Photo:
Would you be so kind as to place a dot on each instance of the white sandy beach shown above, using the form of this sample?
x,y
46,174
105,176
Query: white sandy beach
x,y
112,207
__________
● TO DO: The answer must be an exact copy of every entry.

● EXERCISE ANSWER:
Photo:
Would you be so kind as to place a dot on each instance of the white sandy beach shown above, using the form of this sample?
x,y
46,174
105,176
Query: white sandy beach
x,y
112,207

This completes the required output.